(Task directions)
Determine the number of lines in the data that contain "positive", and write only that number.

==================================================

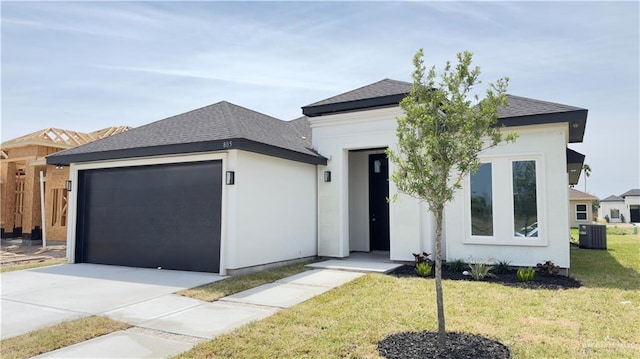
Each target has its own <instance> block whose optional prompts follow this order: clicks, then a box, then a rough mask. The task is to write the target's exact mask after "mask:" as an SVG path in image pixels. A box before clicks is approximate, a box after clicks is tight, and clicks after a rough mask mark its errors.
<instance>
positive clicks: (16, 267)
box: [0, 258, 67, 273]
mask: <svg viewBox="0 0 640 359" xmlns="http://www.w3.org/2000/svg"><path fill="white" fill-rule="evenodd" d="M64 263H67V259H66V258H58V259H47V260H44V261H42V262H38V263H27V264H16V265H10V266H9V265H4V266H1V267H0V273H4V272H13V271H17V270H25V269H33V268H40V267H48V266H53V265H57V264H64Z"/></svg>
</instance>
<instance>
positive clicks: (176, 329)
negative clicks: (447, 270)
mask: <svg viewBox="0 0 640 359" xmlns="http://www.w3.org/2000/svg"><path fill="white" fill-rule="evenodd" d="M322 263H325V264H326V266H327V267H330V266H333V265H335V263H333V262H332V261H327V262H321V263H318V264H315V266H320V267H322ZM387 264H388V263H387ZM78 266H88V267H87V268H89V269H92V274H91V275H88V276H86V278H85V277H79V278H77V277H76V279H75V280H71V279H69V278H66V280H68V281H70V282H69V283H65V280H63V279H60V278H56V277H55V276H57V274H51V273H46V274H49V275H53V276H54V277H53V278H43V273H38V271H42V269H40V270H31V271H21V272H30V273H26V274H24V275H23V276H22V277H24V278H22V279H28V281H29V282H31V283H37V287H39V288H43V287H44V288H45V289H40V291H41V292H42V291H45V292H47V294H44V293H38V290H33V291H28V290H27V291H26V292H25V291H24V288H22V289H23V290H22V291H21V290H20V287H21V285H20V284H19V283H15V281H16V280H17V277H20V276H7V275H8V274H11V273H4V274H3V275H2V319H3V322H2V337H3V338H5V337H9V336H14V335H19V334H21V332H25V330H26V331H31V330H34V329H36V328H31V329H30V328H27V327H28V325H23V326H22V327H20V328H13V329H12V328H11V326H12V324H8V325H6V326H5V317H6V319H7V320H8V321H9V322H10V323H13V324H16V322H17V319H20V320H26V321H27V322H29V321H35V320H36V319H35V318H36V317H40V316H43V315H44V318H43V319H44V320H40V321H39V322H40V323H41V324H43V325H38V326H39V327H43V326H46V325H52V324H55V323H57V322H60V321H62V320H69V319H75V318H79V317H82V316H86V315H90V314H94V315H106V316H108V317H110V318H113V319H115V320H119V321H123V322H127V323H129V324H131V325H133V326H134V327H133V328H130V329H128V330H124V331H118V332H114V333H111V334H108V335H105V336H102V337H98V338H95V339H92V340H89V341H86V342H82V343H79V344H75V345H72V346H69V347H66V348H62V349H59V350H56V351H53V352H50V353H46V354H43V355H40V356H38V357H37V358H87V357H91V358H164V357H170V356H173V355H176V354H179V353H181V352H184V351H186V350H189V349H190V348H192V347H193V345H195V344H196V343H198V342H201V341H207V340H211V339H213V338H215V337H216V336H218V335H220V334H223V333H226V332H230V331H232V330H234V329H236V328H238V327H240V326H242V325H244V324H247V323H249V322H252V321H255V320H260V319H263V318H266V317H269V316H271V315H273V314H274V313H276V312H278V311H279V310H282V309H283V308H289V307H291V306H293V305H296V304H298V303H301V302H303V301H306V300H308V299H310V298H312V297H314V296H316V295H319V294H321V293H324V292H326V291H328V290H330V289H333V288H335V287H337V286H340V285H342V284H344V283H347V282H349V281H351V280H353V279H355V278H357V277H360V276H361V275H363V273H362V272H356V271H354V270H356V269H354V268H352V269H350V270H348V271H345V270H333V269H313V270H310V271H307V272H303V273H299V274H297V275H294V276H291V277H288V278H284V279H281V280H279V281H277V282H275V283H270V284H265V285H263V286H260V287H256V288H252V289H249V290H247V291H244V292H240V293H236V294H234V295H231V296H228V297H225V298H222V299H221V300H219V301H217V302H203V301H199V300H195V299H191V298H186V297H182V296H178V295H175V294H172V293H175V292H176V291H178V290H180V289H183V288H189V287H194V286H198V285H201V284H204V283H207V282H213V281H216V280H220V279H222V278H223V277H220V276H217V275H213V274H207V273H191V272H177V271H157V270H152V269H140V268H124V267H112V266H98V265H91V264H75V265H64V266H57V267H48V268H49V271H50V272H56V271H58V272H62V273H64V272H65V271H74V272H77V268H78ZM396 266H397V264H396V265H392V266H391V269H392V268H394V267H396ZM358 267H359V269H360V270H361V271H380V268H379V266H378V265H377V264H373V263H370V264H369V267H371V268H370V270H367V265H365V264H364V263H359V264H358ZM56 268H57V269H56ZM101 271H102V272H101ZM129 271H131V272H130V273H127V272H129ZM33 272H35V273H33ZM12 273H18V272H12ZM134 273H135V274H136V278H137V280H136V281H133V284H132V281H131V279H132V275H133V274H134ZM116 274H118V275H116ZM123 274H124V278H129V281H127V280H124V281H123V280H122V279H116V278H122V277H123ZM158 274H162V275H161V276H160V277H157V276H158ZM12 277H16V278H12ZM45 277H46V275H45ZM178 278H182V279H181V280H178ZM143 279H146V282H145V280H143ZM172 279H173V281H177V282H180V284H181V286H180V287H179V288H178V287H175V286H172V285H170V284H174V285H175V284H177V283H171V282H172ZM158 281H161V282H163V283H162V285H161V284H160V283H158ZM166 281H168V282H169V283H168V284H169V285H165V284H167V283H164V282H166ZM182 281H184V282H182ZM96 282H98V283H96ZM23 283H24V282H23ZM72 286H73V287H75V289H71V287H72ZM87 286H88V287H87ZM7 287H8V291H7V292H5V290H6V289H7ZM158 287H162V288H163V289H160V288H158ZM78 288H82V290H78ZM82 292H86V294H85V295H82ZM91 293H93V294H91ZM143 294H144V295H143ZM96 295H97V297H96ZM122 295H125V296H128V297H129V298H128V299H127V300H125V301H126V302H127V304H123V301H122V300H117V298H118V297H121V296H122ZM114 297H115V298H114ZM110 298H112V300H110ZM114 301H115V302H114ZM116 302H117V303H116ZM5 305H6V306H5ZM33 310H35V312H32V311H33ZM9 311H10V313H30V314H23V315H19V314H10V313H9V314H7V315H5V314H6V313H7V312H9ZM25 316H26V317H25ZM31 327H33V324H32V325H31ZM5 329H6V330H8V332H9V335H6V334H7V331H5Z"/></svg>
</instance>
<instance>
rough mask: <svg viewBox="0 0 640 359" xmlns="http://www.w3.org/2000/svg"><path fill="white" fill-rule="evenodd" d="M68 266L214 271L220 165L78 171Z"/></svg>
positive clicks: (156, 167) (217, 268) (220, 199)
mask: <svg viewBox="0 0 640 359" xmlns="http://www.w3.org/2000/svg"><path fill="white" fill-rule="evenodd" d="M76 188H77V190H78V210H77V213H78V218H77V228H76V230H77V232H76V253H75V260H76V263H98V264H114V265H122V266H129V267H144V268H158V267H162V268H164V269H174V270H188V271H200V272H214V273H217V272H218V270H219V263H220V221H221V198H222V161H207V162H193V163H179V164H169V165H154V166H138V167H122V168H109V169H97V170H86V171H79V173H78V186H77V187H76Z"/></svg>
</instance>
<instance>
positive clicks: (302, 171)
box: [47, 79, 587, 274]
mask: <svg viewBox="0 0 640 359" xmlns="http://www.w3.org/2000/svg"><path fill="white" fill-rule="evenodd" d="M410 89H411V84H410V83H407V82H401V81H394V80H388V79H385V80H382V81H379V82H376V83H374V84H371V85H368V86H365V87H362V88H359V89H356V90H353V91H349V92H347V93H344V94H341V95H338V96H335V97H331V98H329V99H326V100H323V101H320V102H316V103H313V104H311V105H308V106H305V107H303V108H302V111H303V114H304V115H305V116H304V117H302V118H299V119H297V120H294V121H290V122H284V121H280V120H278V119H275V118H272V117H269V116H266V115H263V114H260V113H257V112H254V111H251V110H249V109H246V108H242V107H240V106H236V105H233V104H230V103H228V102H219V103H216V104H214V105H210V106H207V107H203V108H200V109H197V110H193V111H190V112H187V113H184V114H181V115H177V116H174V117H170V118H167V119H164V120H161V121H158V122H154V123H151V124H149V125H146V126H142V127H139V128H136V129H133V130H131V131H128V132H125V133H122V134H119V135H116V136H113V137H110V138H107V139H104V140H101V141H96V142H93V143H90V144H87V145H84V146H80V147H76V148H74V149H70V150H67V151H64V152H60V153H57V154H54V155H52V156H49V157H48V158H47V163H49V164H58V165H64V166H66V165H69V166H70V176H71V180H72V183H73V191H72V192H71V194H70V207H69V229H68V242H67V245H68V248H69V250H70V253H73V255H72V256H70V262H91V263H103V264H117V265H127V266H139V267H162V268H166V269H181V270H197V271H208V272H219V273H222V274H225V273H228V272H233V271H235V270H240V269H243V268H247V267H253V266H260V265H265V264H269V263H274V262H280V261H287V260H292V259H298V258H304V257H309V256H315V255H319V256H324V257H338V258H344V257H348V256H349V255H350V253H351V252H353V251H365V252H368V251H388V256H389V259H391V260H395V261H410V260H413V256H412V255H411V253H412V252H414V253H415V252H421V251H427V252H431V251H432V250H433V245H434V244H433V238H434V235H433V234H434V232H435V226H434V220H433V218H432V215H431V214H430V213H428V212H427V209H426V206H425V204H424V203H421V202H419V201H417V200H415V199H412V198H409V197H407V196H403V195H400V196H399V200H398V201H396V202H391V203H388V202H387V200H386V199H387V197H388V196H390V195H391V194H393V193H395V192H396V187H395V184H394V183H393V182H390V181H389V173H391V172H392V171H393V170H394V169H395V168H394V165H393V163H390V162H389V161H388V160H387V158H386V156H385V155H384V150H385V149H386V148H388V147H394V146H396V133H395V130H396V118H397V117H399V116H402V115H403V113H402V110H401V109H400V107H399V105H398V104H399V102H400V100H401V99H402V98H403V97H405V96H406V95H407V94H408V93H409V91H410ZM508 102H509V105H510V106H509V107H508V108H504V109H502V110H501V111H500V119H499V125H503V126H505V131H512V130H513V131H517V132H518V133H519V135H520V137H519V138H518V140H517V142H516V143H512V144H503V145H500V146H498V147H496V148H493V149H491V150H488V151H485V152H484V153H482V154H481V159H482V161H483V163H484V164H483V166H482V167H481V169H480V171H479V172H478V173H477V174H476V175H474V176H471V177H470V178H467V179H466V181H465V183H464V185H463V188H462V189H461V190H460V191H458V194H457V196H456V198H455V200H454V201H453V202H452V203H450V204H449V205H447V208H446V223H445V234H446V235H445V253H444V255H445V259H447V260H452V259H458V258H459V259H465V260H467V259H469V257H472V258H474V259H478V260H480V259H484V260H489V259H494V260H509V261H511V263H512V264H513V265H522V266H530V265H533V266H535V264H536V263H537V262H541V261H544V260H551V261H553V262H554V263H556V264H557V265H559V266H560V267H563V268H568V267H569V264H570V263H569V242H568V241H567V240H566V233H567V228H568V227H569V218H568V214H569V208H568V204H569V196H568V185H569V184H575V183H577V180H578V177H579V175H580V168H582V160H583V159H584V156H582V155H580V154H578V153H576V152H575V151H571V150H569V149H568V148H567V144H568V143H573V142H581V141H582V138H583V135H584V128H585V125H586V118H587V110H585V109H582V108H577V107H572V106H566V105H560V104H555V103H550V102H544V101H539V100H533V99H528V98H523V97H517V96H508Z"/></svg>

==================================================

(Result for this task)
4